(Items from a dataset)
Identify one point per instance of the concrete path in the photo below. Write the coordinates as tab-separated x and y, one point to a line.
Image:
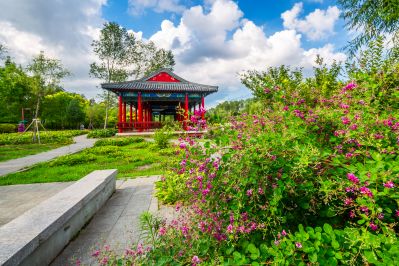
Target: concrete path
116	224
17	199
81	142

● **What is being asked**:
Which lines of the records contain the string "path"? Gather every such line, matching case exactly.

● **Answer to the exercise**:
Identify one point per instance of the concrete path in the photo below. Write the coordinates as tab-separated x and y, one point to a line.
Target: concrete path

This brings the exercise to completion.